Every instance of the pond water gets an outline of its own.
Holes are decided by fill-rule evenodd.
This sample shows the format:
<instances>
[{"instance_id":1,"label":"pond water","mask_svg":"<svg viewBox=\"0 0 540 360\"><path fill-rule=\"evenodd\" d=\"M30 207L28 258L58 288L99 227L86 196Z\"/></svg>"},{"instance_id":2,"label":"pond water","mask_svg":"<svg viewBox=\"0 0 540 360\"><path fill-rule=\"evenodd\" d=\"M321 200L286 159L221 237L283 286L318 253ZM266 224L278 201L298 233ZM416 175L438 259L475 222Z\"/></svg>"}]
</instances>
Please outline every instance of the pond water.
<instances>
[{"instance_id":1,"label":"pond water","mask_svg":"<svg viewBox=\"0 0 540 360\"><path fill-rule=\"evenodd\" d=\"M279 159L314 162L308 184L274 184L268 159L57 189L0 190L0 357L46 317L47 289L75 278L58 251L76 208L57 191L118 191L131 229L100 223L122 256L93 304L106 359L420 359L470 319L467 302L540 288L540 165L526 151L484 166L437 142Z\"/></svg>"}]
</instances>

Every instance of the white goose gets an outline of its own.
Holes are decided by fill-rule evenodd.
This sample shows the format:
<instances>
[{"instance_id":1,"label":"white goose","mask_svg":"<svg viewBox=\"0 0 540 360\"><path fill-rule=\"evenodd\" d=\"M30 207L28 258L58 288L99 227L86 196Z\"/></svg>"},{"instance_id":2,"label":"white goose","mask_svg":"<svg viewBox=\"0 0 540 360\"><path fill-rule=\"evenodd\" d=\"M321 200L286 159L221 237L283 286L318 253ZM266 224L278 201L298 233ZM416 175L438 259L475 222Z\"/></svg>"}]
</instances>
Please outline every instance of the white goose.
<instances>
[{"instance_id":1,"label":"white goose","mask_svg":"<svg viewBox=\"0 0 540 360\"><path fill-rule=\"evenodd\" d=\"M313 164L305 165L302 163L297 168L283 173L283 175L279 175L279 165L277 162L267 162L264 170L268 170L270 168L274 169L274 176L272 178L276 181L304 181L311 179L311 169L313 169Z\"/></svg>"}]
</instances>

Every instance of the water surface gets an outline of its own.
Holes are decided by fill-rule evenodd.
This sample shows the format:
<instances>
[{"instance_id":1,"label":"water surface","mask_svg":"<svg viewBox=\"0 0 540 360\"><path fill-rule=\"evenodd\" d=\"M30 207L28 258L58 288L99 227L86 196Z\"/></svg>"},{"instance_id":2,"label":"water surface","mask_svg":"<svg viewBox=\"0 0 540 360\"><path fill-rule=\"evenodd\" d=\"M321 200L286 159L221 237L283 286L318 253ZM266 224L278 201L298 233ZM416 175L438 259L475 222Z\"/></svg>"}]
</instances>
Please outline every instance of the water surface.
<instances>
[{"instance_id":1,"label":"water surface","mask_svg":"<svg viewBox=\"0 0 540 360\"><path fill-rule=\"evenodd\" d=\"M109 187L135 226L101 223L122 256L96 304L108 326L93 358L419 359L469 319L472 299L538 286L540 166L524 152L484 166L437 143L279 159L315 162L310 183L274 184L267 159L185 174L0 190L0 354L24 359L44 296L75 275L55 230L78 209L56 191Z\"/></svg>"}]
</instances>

(Exercise goal)
Wherever the string "gets" shows up in the material, copy the line that holds it.

(Solution for this task)
Every instance of the pond water gets an outline of its own.
Every instance of the white goose gets an outline of its own.
Every instance of the water surface gets an outline of its own.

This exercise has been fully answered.